*Given exercise*: Copy out, word for word, the lines of the records below between the one containing "eyebrow, that would help a great deal." and the one containing "132 59 L 133", inclusive, and leave out any pictures.

*Data extract*:
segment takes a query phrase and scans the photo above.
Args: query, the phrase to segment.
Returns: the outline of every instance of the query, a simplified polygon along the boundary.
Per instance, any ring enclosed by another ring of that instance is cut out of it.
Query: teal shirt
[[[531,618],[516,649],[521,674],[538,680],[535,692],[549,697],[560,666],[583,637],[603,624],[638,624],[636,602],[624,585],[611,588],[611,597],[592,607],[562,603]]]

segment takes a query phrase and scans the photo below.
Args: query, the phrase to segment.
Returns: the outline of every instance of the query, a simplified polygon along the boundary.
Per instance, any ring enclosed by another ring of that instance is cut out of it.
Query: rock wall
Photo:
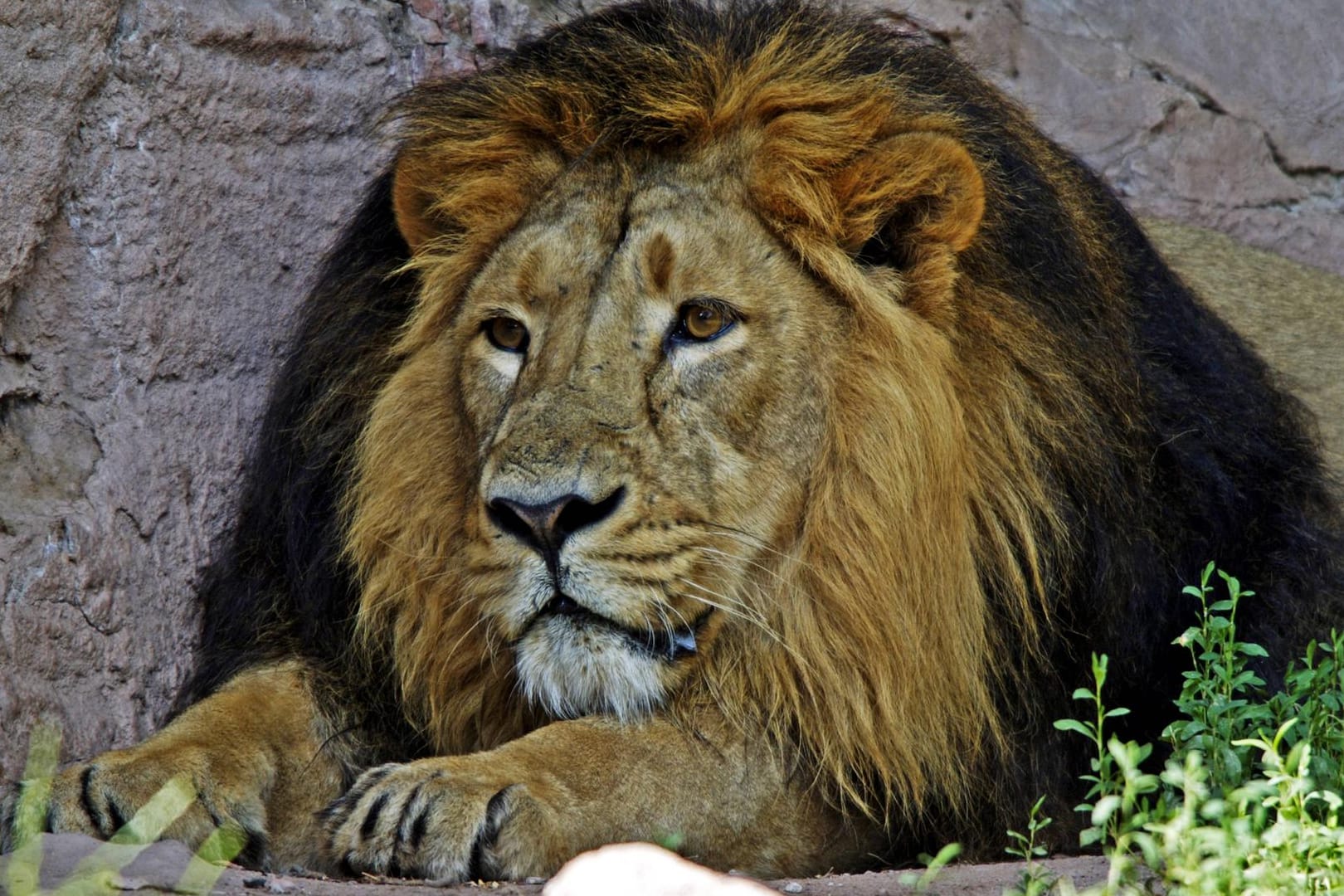
[[[1344,273],[1344,7],[1191,5],[891,15],[1134,208]],[[66,758],[160,723],[292,309],[386,159],[379,110],[569,11],[0,0],[0,780],[39,717]]]

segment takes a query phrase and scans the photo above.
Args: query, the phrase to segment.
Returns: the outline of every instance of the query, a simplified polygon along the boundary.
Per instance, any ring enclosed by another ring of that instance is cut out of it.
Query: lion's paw
[[[136,842],[180,840],[192,849],[214,836],[212,857],[237,853],[237,861],[261,866],[266,810],[259,791],[243,783],[250,778],[216,779],[203,751],[113,751],[51,780],[43,829],[102,840],[125,832]]]
[[[527,785],[469,763],[425,759],[366,771],[327,809],[329,858],[345,873],[441,881],[509,880],[555,870],[546,813]]]

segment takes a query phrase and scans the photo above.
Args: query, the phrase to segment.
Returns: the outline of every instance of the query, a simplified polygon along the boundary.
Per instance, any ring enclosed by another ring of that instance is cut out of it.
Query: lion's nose
[[[554,562],[564,539],[612,516],[624,497],[624,488],[597,502],[581,494],[564,494],[543,504],[496,497],[487,504],[485,512],[500,529],[539,551],[547,562]]]

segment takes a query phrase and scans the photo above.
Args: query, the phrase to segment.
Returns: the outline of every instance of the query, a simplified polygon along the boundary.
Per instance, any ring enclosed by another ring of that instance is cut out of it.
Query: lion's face
[[[559,716],[648,711],[797,536],[837,306],[727,180],[567,179],[430,365],[478,459],[470,592]]]

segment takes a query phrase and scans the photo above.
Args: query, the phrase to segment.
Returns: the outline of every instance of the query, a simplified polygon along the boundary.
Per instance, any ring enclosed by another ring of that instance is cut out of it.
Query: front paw
[[[454,883],[554,872],[543,815],[527,785],[468,756],[371,768],[325,813],[345,873]]]
[[[194,750],[103,754],[51,780],[43,829],[118,841],[180,840],[211,858],[266,864],[265,807],[246,786],[228,786]]]

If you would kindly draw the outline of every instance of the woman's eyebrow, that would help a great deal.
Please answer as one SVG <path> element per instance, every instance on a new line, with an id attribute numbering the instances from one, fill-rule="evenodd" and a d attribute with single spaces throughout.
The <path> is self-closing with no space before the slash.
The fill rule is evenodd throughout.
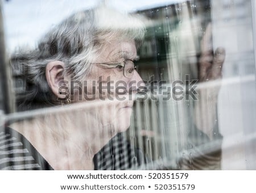
<path id="1" fill-rule="evenodd" d="M 132 59 L 133 60 L 138 60 L 139 59 L 139 56 L 136 55 L 135 57 L 131 52 L 120 51 L 117 53 L 116 55 L 119 58 L 124 58 L 124 59 Z"/>

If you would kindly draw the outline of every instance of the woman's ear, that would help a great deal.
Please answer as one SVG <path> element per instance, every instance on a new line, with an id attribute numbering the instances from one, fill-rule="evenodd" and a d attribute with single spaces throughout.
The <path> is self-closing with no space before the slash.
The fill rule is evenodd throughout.
<path id="1" fill-rule="evenodd" d="M 60 99 L 64 99 L 68 93 L 68 82 L 64 80 L 64 65 L 60 61 L 50 62 L 46 65 L 46 77 L 52 93 Z M 66 89 L 64 90 L 63 89 Z"/>

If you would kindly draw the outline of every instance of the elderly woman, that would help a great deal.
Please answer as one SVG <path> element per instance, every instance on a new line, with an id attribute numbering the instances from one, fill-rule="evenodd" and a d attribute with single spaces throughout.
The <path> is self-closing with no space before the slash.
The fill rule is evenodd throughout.
<path id="1" fill-rule="evenodd" d="M 144 86 L 134 65 L 144 32 L 142 18 L 100 6 L 70 16 L 36 49 L 14 56 L 26 81 L 18 110 L 72 105 L 7 127 L 0 168 L 117 170 L 145 162 L 118 134 L 129 127 L 134 95 Z M 204 75 L 209 67 L 202 66 L 201 78 L 219 75 Z"/>
<path id="2" fill-rule="evenodd" d="M 125 160 L 122 149 L 113 159 L 113 148 L 102 147 L 130 125 L 134 100 L 130 96 L 139 85 L 143 86 L 134 61 L 144 31 L 138 16 L 100 6 L 72 15 L 48 32 L 36 49 L 15 55 L 12 64 L 14 68 L 22 69 L 26 80 L 26 92 L 17 96 L 18 110 L 70 103 L 77 106 L 75 112 L 68 108 L 11 124 L 6 132 L 16 141 L 11 141 L 9 146 L 15 141 L 20 146 L 9 150 L 13 154 L 6 156 L 5 165 L 0 167 L 43 170 L 131 167 L 131 158 Z M 93 108 L 89 108 L 88 100 L 92 100 Z M 88 102 L 82 107 L 85 101 Z M 126 156 L 131 153 L 129 144 L 120 136 L 113 140 L 122 143 Z"/>

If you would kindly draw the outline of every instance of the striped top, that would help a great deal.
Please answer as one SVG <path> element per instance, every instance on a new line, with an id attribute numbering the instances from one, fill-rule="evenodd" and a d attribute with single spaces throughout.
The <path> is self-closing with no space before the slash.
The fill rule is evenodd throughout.
<path id="1" fill-rule="evenodd" d="M 144 162 L 141 151 L 132 148 L 121 133 L 114 137 L 93 158 L 95 170 L 127 170 Z M 53 170 L 20 133 L 0 129 L 0 170 Z"/>
<path id="2" fill-rule="evenodd" d="M 0 170 L 52 170 L 22 135 L 9 127 L 0 130 Z"/>

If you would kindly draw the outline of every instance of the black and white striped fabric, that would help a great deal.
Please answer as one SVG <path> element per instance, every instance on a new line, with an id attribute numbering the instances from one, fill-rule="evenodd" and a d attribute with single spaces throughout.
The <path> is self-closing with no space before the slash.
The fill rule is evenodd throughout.
<path id="1" fill-rule="evenodd" d="M 1 170 L 52 170 L 22 135 L 8 127 L 0 131 Z"/>
<path id="2" fill-rule="evenodd" d="M 93 162 L 95 170 L 123 170 L 138 168 L 147 161 L 142 150 L 133 148 L 118 133 L 95 155 Z"/>
<path id="3" fill-rule="evenodd" d="M 0 170 L 53 170 L 19 133 L 8 127 L 0 131 Z M 93 158 L 95 170 L 127 170 L 145 160 L 142 152 L 133 148 L 121 133 L 114 137 Z"/>

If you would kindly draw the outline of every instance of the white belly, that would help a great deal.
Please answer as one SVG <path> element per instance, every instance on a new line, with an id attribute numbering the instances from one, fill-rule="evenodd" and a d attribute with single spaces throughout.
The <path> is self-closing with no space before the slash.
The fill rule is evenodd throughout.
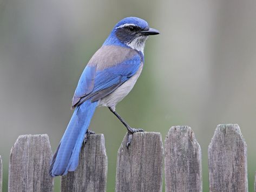
<path id="1" fill-rule="evenodd" d="M 123 83 L 120 87 L 117 88 L 112 93 L 106 96 L 100 101 L 99 106 L 105 106 L 110 107 L 113 110 L 115 110 L 115 106 L 118 102 L 121 101 L 133 89 L 137 80 L 140 76 L 142 70 L 143 64 L 141 64 L 138 70 L 128 80 Z"/>

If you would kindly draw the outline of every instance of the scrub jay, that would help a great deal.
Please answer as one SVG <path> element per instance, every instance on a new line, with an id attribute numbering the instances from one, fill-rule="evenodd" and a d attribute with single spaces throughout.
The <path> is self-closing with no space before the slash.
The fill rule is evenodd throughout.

*Answer to this exercise*:
If you would kindly draw the outline of every instance of the woman's eyebrow, that would help a great deal.
Please answer as one SVG <path> element per instance, every instance on a new line, with an id attribute numbering the instances from one, fill-rule="evenodd" and a d attribute with single spaces throughout.
The <path> is self-closing with no space before the slash.
The fill rule is evenodd throughout.
<path id="1" fill-rule="evenodd" d="M 132 59 L 133 60 L 138 60 L 139 59 L 139 56 L 136 55 L 135 57 L 131 52 L 120 51 L 117 53 L 116 55 L 119 58 L 124 58 L 124 59 Z"/>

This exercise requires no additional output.